- [DOCUMENT TEXT]:
For Sgt. 1st Class Clay Usie, recruiting young men and women to join
the Army is the "hardest job in America today." Support for the wars
in Iraq and Afghanistan has eroded, parents and teachers and coaches
are less likely to recommend the military as a career and fewer than
three in 10 young Americans are qualified to join.
But Usie, who believes his job is critical to defending the nation,
turns recruiting into a lifestyle, rising at 5 a.m. to lift weights
with candidates and to run with teenagers who struggle to make it two
miles. Usie is not only one of the nation's best recruiters -- he is
also a friend, a mentor, a cheerleader, a drill sergeant and, beneath
it all, a salesman.
"The Recruiter," an HBO documentary that premieres tonight, follows
Usie as he works in his home town of Houma, La. It is a touching
portrait of a man dedicated to serving his country but also a starkly
honest view of the nation's struggle with military service in a time of war.
Although focused on a small town in Louisiana, the story could take
place almost anywhere in the United States. Teenagers decide whether
to pursue dead-end jobs, a college education or the military, all the
while navigating the desires of their parents, some of whom
desperately want them to stabilize their lives while others fear
sending their children to violence halfway around the world.
"I'm sure Iraq is full of a bunch of nice people, but should my son
die for them?" asks one father and military veteran, whose son Bobby
could be college-bound but has dedicated himself to becoming an elite
Army Ranger. "That's the conflict I have."
The documentary is as much about Usie as it is about four young
recruits with dramatically different reasons for considering the
Army. In addition to Bobby: Lauren wants to emerge from poverty, and
her mother wants her to straighten out; Chris is enticed by financial
benefits; Matt idolizes Usie and his dedication to the country.

- [WRITTEN EXERCISE 1]: Return each line of the records that contains the word "ceiling", treating uppercase and lowercase as different.
The article and the records after it come from separate sources.

- [PROVIDED INFORMATION]:
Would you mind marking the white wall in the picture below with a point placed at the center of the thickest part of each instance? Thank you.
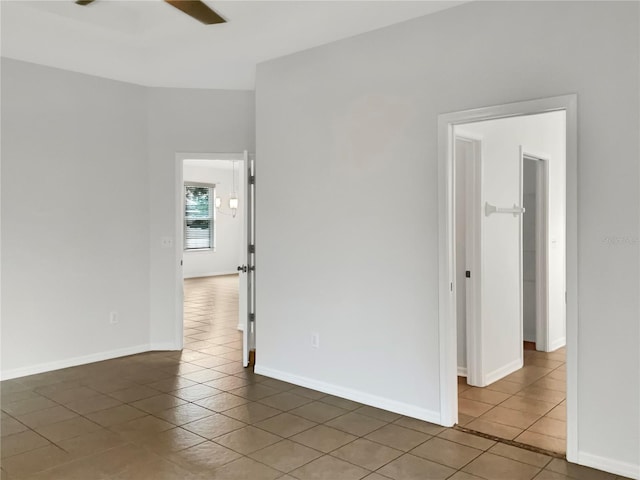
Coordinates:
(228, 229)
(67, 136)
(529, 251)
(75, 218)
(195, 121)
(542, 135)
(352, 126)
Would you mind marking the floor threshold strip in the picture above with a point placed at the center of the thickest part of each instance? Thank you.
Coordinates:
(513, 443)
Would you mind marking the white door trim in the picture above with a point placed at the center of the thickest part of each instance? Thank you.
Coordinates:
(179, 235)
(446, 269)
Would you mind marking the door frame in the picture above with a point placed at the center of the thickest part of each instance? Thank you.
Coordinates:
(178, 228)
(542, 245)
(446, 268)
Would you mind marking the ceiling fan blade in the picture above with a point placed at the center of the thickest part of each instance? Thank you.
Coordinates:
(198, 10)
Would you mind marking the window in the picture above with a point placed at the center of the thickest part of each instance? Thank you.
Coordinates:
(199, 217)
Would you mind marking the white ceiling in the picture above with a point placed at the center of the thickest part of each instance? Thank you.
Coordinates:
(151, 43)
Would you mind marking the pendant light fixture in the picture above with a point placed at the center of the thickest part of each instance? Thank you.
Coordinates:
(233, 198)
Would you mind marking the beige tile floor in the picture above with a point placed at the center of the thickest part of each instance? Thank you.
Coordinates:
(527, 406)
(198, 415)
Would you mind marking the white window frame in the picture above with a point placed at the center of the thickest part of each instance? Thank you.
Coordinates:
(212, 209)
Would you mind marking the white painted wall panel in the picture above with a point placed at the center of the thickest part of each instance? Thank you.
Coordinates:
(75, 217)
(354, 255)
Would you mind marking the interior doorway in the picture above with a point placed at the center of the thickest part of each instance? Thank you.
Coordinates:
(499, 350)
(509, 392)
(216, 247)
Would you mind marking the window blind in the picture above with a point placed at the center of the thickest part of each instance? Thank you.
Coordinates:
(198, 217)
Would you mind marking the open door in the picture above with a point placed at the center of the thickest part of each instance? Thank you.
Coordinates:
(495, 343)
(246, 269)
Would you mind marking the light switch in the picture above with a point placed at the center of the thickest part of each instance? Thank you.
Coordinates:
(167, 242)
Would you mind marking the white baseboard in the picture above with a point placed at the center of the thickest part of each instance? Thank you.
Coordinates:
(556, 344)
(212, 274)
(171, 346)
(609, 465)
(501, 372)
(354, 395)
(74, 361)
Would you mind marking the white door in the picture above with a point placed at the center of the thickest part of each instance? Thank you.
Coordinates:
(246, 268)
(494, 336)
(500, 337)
...
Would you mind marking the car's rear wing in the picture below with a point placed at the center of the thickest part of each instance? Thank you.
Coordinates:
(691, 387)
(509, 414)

- [WRITTEN EXERCISE 2]: Using the article, explain in one to three sentences why Usie calls Army recruiting the "hardest job in America today."

- [COMPLETE ANSWER 1]:
Would you mind marking the ceiling fan blade in the picture above with a point placed at the center of the thickest part of each instance? Thank you.
Would you mind marking the white ceiling in the picture above with a point placed at the center of the thickest part of each instance? Thank you.

- [COMPLETE ANSWER 2]: Support for the wars in Iraq and Afghanistan has eroded, and parents, teachers and coaches are less likely to recommend the military as a career. Also, fewer than three in 10 young Americans are qualified to join.